__Set problem__: Turn the part of the rows below that opens with the row containing "I need to verify whether any coastal" and closes with the row containing "474, 390, 486, 415" into a Markdown table with the columns No. and Row. Number each row in sequence and skip any blank ones.

++++

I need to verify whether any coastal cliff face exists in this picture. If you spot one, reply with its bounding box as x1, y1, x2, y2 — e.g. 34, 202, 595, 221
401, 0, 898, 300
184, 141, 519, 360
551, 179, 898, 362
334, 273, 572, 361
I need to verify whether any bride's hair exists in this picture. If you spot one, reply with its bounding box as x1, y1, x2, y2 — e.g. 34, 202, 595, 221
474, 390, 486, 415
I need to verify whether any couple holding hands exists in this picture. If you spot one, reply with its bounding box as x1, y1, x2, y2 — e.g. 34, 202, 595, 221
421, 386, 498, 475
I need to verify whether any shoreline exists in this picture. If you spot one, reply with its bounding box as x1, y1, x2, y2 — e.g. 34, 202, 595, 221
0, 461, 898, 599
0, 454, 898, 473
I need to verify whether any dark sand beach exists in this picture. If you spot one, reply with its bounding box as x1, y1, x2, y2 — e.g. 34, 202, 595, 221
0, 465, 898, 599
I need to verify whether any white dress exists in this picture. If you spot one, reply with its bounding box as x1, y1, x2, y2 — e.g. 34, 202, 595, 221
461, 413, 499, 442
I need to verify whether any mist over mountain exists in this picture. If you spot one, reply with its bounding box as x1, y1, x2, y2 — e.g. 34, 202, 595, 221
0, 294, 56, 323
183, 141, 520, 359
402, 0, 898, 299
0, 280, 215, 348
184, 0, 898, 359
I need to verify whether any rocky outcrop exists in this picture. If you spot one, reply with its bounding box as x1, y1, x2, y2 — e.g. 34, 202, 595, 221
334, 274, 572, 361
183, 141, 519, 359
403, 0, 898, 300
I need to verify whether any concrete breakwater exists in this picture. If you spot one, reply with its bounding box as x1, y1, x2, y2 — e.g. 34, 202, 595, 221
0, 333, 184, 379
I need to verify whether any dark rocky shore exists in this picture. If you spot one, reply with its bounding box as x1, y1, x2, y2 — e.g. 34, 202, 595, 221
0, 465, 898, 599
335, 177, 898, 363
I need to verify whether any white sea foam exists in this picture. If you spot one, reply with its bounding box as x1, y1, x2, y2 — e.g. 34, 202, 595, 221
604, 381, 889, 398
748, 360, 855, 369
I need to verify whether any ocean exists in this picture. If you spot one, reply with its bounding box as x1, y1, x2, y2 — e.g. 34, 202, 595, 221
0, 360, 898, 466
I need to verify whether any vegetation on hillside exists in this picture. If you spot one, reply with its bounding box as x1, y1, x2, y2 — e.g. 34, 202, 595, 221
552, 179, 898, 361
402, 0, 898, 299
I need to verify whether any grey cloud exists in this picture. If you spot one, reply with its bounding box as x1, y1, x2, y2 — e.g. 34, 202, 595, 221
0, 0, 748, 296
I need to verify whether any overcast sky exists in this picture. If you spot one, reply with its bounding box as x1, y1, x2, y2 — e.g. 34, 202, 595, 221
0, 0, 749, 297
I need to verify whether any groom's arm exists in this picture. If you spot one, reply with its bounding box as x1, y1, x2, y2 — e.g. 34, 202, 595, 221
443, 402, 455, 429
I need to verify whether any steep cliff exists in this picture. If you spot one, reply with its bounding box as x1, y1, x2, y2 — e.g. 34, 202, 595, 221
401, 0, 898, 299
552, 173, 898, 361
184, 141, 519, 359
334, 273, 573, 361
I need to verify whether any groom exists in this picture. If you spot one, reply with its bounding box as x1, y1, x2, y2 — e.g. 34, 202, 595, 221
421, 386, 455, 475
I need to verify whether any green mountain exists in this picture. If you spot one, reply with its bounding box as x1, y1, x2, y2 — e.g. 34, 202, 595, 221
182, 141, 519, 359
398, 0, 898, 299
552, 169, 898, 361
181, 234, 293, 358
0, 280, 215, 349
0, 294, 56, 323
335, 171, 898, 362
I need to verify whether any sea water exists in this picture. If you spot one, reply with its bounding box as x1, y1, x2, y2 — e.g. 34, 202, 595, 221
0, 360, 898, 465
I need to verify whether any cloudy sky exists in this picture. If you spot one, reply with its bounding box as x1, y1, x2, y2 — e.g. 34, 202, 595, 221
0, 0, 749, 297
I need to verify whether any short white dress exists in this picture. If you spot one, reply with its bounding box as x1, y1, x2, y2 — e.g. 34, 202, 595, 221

++++

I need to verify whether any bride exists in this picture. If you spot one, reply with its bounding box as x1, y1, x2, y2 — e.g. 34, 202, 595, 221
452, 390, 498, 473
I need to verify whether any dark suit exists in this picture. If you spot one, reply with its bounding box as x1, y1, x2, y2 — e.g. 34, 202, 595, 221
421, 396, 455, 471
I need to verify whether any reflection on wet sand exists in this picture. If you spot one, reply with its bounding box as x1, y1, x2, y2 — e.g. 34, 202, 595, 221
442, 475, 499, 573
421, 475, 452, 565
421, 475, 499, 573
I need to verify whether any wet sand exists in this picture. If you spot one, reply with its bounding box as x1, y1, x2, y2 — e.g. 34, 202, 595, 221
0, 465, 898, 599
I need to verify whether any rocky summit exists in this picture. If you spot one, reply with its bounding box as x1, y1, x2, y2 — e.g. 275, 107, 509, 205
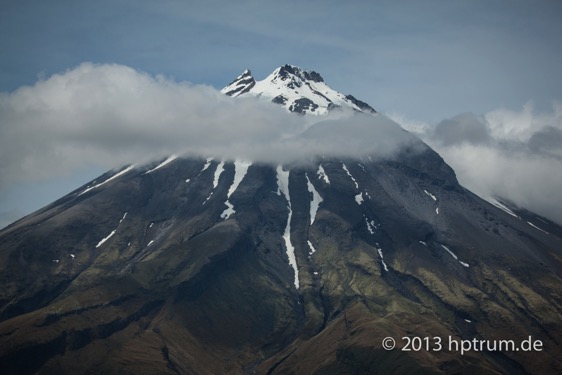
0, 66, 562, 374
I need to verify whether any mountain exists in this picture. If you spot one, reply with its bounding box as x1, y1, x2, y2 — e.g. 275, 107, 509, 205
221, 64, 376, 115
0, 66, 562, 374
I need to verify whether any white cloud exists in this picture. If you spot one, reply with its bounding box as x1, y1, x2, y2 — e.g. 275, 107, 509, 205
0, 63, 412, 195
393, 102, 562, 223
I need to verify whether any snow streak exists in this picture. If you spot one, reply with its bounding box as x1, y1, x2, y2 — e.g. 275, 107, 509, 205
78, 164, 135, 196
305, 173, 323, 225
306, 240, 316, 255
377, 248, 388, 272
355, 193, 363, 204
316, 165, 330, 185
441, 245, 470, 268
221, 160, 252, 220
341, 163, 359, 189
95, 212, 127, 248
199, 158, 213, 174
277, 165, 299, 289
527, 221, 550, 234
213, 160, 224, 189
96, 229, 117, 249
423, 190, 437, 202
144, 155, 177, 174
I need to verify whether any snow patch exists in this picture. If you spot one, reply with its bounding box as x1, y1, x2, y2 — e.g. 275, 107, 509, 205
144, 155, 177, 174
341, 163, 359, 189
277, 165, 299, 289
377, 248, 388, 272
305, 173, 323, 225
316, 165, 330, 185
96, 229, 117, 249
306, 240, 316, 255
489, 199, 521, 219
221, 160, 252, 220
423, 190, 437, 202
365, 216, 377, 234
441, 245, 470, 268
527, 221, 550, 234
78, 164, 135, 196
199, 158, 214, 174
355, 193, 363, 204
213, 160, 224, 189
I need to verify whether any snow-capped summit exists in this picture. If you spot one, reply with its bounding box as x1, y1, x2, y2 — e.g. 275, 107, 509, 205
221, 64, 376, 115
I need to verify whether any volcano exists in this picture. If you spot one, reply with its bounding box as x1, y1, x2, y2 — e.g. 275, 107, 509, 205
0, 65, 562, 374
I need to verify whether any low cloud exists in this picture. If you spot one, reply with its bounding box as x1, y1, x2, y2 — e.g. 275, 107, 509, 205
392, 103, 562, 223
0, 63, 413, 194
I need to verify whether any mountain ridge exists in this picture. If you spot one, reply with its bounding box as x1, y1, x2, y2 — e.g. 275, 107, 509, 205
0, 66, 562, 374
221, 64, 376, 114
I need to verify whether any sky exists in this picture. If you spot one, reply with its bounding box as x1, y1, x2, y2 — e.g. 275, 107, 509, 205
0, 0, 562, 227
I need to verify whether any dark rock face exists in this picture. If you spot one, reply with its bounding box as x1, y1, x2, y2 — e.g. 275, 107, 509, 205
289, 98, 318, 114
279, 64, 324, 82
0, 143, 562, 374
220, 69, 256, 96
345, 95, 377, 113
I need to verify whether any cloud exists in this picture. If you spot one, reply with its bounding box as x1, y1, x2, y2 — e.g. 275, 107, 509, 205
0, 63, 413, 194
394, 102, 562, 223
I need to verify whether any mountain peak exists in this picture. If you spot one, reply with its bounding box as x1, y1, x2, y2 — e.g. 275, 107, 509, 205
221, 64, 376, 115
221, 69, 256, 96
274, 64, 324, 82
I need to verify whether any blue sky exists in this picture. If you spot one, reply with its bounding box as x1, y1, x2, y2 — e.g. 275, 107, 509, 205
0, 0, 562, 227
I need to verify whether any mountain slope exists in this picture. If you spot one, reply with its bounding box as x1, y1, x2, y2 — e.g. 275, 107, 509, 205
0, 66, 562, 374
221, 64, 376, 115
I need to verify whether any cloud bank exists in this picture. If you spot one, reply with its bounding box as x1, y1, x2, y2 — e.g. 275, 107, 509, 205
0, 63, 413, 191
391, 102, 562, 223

++++

__Exercise result__:
| No. | Row |
|---|---|
| 1 | I need to verify whether any coastal cliff face exists in this picture. If you spot one, reply with its bounding box as x1, y1, x2, y2 — e.g. 34, 202, 595, 221 |
| 2 | 401, 0, 898, 300 |
| 3 | 184, 141, 519, 360 |
| 4 | 551, 179, 898, 362 |
| 5 | 334, 273, 572, 361 |
| 6 | I need to verify whether any bride's hair exists in this picture. If you spot one, reply with its bounding box as x1, y1, x2, y2 — e.g. 34, 202, 595, 221 |
| 7 | 474, 390, 486, 415 |